Please write out every record exactly, but keep any images out of it.

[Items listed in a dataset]
━━━━━━

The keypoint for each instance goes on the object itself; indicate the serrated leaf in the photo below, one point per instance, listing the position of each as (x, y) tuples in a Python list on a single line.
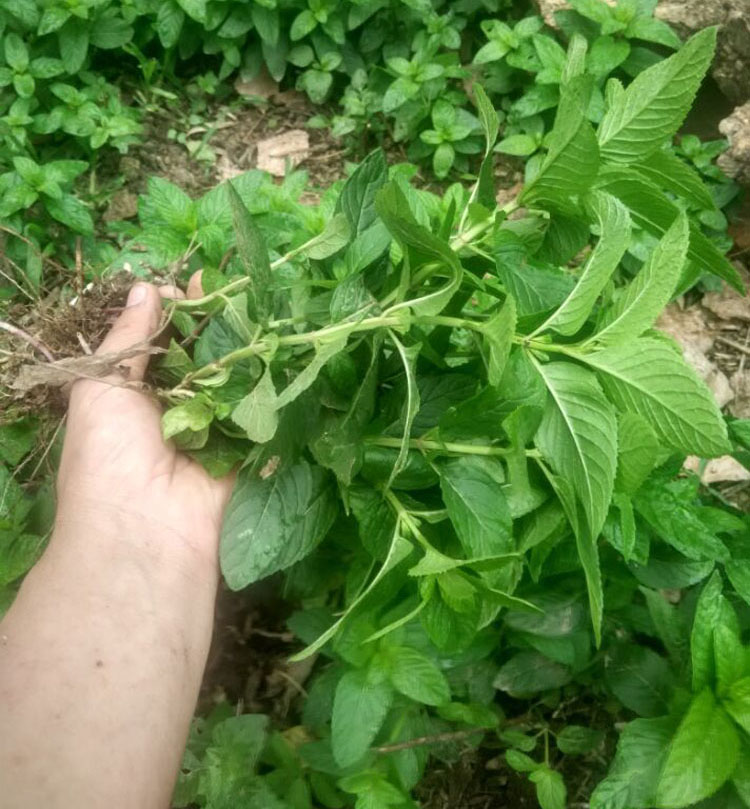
[(578, 437), (324, 350), (643, 300), (634, 774), (253, 254), (550, 788), (334, 237), (271, 524), (393, 208), (707, 616), (408, 356), (701, 757), (637, 451), (357, 200), (473, 494), (614, 239), (664, 169), (649, 378), (487, 117), (359, 710), (398, 550), (655, 104), (650, 209), (257, 413), (572, 162), (417, 677), (499, 331)]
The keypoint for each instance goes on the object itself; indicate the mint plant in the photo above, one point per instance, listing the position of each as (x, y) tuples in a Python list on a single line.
[(463, 457)]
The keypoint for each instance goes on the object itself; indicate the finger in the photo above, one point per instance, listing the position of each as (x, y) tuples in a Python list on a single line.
[(136, 325), (195, 286)]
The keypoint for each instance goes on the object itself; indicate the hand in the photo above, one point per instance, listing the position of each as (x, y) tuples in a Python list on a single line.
[(116, 470), (102, 652)]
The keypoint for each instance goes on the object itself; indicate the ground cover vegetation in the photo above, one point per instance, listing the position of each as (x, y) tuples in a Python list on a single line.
[(460, 438)]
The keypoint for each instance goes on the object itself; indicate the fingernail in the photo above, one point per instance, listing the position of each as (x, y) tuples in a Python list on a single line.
[(137, 295)]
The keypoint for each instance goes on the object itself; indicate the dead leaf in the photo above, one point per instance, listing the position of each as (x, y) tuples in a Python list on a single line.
[(717, 470), (740, 407), (290, 148), (728, 303), (226, 169), (690, 329), (262, 86), (62, 372)]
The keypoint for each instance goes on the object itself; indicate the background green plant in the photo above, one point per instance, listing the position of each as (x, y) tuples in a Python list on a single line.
[(494, 532)]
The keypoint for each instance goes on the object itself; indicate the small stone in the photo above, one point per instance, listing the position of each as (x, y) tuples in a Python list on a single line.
[(288, 149)]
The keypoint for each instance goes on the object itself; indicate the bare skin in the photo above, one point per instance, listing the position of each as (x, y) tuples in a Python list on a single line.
[(102, 653)]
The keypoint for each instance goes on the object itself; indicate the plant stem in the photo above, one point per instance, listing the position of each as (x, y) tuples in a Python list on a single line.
[(428, 445)]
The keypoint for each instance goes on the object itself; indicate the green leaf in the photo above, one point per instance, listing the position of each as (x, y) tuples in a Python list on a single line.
[(634, 773), (302, 24), (651, 29), (253, 255), (572, 162), (487, 117), (550, 788), (324, 350), (651, 210), (17, 438), (574, 740), (520, 762), (393, 208), (640, 679), (398, 550), (649, 378), (271, 524), (737, 702), (334, 237), (195, 9), (194, 415), (73, 38), (701, 757), (357, 200), (519, 145), (655, 104), (169, 21), (664, 169), (257, 413), (707, 616), (614, 228), (499, 331), (71, 212), (578, 436), (409, 356), (637, 452), (359, 710), (674, 519), (530, 672), (417, 677), (643, 300), (16, 53), (473, 495)]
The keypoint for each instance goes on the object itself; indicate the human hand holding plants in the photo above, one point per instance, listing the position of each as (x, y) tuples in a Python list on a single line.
[(102, 654)]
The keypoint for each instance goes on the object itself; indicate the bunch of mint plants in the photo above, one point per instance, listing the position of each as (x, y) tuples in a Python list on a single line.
[(460, 442)]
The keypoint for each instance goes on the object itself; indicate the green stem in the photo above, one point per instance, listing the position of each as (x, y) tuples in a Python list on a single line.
[(452, 447), (260, 346)]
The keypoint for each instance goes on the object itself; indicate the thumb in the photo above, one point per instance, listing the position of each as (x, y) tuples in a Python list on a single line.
[(135, 325)]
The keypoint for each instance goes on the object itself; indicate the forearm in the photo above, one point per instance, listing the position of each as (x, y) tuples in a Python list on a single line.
[(101, 659)]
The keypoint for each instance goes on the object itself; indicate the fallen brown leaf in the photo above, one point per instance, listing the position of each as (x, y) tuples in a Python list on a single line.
[(287, 149)]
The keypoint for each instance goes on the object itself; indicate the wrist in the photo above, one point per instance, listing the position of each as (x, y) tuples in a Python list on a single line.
[(111, 534)]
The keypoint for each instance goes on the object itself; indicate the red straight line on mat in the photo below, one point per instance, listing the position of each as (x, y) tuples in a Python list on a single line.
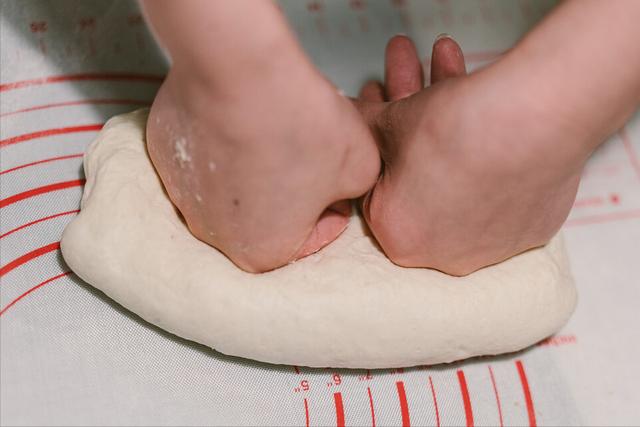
[(37, 221), (404, 406), (50, 132), (306, 412), (337, 398), (40, 190), (105, 101), (527, 393), (148, 78), (38, 286), (52, 159), (435, 402), (495, 391), (28, 257), (466, 400), (373, 414)]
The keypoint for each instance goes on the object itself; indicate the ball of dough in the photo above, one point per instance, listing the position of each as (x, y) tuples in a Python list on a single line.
[(345, 306)]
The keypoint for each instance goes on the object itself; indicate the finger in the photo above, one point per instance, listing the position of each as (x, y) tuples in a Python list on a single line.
[(372, 91), (447, 59), (330, 225), (402, 69)]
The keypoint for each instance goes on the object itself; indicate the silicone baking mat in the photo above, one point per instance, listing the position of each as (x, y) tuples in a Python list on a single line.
[(71, 356)]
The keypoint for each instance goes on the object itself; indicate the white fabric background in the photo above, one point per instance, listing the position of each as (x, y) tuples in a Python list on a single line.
[(70, 356)]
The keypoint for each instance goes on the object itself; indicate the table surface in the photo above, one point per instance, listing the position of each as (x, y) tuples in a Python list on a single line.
[(71, 356)]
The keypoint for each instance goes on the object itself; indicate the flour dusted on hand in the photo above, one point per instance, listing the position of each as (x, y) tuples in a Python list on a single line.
[(346, 306)]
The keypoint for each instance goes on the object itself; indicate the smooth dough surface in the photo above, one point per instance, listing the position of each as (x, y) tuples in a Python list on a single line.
[(346, 306)]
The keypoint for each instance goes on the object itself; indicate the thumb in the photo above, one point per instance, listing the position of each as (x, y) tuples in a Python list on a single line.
[(402, 69), (446, 59)]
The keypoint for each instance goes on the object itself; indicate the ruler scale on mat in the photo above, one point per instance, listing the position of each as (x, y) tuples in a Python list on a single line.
[(69, 355)]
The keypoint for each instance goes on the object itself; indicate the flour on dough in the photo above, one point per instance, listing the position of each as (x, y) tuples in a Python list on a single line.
[(346, 306)]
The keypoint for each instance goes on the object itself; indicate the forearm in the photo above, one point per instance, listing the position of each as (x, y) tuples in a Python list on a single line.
[(582, 64), (223, 40)]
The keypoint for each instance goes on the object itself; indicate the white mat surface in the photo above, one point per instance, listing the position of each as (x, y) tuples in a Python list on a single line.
[(70, 356)]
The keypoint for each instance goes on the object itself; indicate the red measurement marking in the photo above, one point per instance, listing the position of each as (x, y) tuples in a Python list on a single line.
[(28, 257), (435, 402), (633, 156), (40, 190), (373, 413), (599, 219), (495, 391), (38, 26), (37, 221), (527, 393), (82, 102), (53, 159), (88, 23), (38, 286), (404, 406), (337, 399), (50, 132), (466, 400), (144, 78), (306, 412)]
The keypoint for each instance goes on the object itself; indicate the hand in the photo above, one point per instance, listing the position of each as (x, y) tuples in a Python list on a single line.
[(472, 175), (261, 168)]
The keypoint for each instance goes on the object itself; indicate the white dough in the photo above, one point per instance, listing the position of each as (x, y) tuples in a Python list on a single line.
[(346, 306)]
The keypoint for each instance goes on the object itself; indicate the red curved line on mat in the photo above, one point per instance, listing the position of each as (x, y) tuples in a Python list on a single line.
[(40, 190), (28, 257), (107, 101), (50, 132), (404, 406), (306, 412), (136, 77), (38, 286), (52, 159), (495, 391), (337, 399), (373, 413), (37, 221), (466, 400), (527, 393)]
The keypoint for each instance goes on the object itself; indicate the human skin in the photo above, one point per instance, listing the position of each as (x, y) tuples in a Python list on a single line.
[(475, 168), (480, 167), (258, 151)]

━━━━━━

Task output:
The keypoint for each instance goes on the object itself; indicate the serrated leaf in the photo below, one point per instance, listing the position of each as (x, y) tuples in a Python list on a single line.
[(578, 437), (324, 350), (643, 300), (634, 774), (253, 254), (550, 788), (334, 237), (271, 524), (393, 208), (707, 616), (408, 356), (701, 757), (637, 451), (357, 200), (473, 494), (614, 239), (664, 169), (649, 378), (487, 117), (359, 710), (398, 550), (655, 104), (650, 209), (257, 413), (572, 162), (417, 677), (499, 331)]
The keypoint for each instance goes on the object itself; indicate the mint plant in the photo above, one point per instance, listing the position of each as (x, y) tuples in a Python list on a single line.
[(463, 457)]
The keypoint for each instance goes on the object itself; indicate the finger in the photo above, one point per instance, listing the position of each as (x, y) tuples in a Python list on a single line.
[(136, 325), (195, 286)]
The keypoint for each instance goes on the object itself; indicate the hand in the photo above, one point per instance, listing the position of each as (x, y) tuples in a Python list on a single line.
[(116, 470), (102, 652)]
The keypoint for each instance goes on the object itself; indicate the ground cover vegetation in the photo above, one point per instance, listing the position of each as (x, y) tuples in a Python list on a single line.
[(460, 438)]
The keypoint for each instance goes on the object itself; indicate the fingernail in the photo above, one point per instance, listing the position of each as (x, y) tuples in a Python list on a single line.
[(137, 295)]
The keypoint for each instance goes on the object itself; indicate the dead leaf in the photo above, one point per instance, listing the position of each as (x, y) tuples in a Python list on a single line.
[(717, 470), (740, 407), (290, 148), (728, 303), (226, 169), (690, 329), (262, 86), (62, 372)]
The keypoint for each instance goes on the object itself; indicate the background green plant in the photo above, one point per instance, listing the position of each as (x, y) tuples in a Python list on a single line.
[(494, 532)]
The keypoint for each instance goes on the object itself; indicate the small stone in the photo above, one point per instance, listing the position of each as (x, y) tuples in a Python list on a single line.
[(288, 149)]
The keypoint for each instance goes on the object itself; indicate the bare skin in the photo above, one point per instance, listing the position of each as (x, y) tuples in a Python list on a single line.
[(102, 653)]
The keypoint for each instance goes on the object itself; indicate the plant stem in the photo above, one point per instance, listing the position of each as (x, y) tuples in a Python list on a single line.
[(428, 445)]
The keypoint for each instance goes on the object itself; indicate the green leaf in the photo above, one point per instance, listing the position of each as (x, y) tuples in a Python list on a single line.
[(634, 773), (302, 24), (651, 29), (253, 255), (572, 162), (487, 117), (550, 788), (324, 350), (651, 210), (17, 438), (574, 740), (520, 762), (393, 208), (640, 679), (398, 550), (649, 378), (271, 524), (737, 702), (334, 237), (195, 9), (194, 415), (73, 38), (701, 757), (357, 200), (519, 145), (655, 104), (169, 21), (664, 169), (257, 413), (707, 616), (614, 228), (499, 331), (71, 212), (578, 436), (409, 356), (637, 452), (359, 710), (674, 519), (530, 672), (417, 677), (643, 300), (16, 53), (473, 495)]
The keypoint for each instance goes on the object itself; indicate the human hand holding plants in the photo above, one point per instance, listing the position of each as (x, y) tuples in a Python list on a single line.
[(102, 654)]
The keypoint for each instance goes on the object itself; indicate the bunch of mint plants in the photo above, one point per instance, listing the position of each as (x, y) tuples in a Python list on a single line.
[(460, 442)]
The keypoint for each instance goes on the object itself; indicate the green stem in the photo above, one point per instance, listing the position of each as (x, y) tuples in a Python list on a single line.
[(452, 447), (260, 346)]
The keypoint for each instance goes on the object itself; indicate the thumb in the photo above, one point per instance, listing the position of each as (x, y) tuples in a Python list on a single line.
[(135, 325)]
The keypoint for each instance goes on the object itself; indicate the forearm in the photo above, one point per instance, listing the position of each as (x, y) tuples in a Python list on a single line.
[(101, 659)]
The keypoint for each instance goes on the object itself; indicate the fallen brown leaf in the photo above, one point per instance, listing the position of each as (x, y) tuples in a Python list on a single line.
[(287, 149)]
The keypoint for each instance goes on the object itself; indicate the wrist in the photo above, one point per instance, listing the position of each as (x, y) tuples in a Python list on a single line.
[(111, 534)]
The keypoint for each instance goes on the object itself; indicate the red straight line on mat in the photo below, one point per instance, listing the position of each as (x, y) tuples in a Python list on a single line.
[(37, 221), (404, 406), (50, 132), (306, 412), (337, 398), (40, 190), (105, 101), (527, 393), (148, 78), (38, 286), (52, 159), (435, 402), (495, 391), (28, 257), (466, 400), (373, 414)]
The keypoint for each instance goes on the object itself; indicate the ball of dough in the photo above, one point per instance, listing the position of each as (x, y) tuples in a Python list on a single line.
[(345, 306)]
The keypoint for each instance goes on the object itself; indicate the finger in the photo above, one point per instance, listing the position of each as (x, y) tuples in a Python list on a single line.
[(372, 91), (447, 59), (330, 225), (402, 69)]
The keypoint for each instance goes on the object itself; indicate the silicone baking mat in the photo above, one point per instance, listing the position of each as (x, y) tuples in a Python list on a single line.
[(71, 356)]
The keypoint for each instance goes on the object itself; indicate the white fabric background in the photo above, one point per instance, listing the position of each as (x, y) tuples in a Python list on a single line.
[(70, 356)]
The keypoint for each instance goes on the object itself; indicate the table surface in the photo above, one point per instance, listing the position of each as (x, y) tuples in a Python list on a single line.
[(71, 356)]
The keypoint for each instance goes on the object itself; indicate the flour dusted on hand in the photo above, one point per instance, listing the position of each as (x, y) tuples in a Python list on a single line.
[(346, 306)]
The keypoint for each instance goes on the object itself; indicate the smooth dough surface in the photo above, one point per instance, listing the position of each as (x, y) tuples in a Python list on a single line.
[(346, 306)]
The keypoint for each instance goes on the object itself; indicate the thumb in the photo above, one point per instance, listing the position of each as (x, y) tuples in a Python list on a single line.
[(402, 69), (446, 59)]
The keypoint for each instance goes on the object itself; indicate the ruler scale on mat in the photo above, one point per instance, listing the position of each as (x, y) tuples in a Python list on a single line.
[(69, 355)]
The keypoint for each instance goes on the object itself; indicate the flour on dough in the photo above, one point per instance, listing the position of each as (x, y) tuples in a Python list on a single line.
[(346, 306)]
The keypoint for each instance goes on the object itself; indicate the forearm in the photo above, one point per instance, listing the position of each as (x, y) tuples in a Python list on a single line.
[(582, 64), (223, 40)]
The keypoint for each instance goes on the object itself; indicate the white mat surface in the photo above, one point per instance, listing the position of each as (x, y) tuples in a Python list on a single line.
[(70, 356)]
The keypoint for each instance goes on the object itself; indicate the red measurement marking in the photo above, one point per instance, listing the position of each as (x, y) tuples in a Python list on a single line.
[(28, 257), (435, 402), (633, 156), (40, 190), (373, 413), (599, 219), (495, 391), (38, 26), (37, 221), (527, 393), (82, 102), (53, 159), (88, 23), (38, 286), (404, 406), (337, 399), (50, 132), (466, 400), (144, 78), (306, 412)]
The keypoint for each instance goes on the object itself; indicate the hand in the photo above, one point per instance, listing the position of each as (x, y) tuples in a Python list on a single line.
[(472, 175), (261, 168)]
The keypoint for each instance goes on the object itself; indicate the white dough in the photo above, one point per instance, listing the position of each as (x, y) tuples in a Python list on a single line.
[(346, 306)]
The keypoint for each instance goes on the object itself; indicate the red curved line on mat in the photo above, one point per instance, listing the position of each as (x, y) tuples in a Python list on a single line.
[(40, 190), (28, 257), (107, 101), (50, 132), (404, 406), (306, 412), (136, 77), (38, 286), (52, 159), (495, 391), (337, 399), (373, 413), (37, 221), (466, 400), (527, 393)]
The keypoint for each instance goes on the object itself; indicate the human skin in the photo above, one point per instance, listing the position of each as (x, y) tuples in a Python list on a single line.
[(475, 168), (480, 167), (258, 151)]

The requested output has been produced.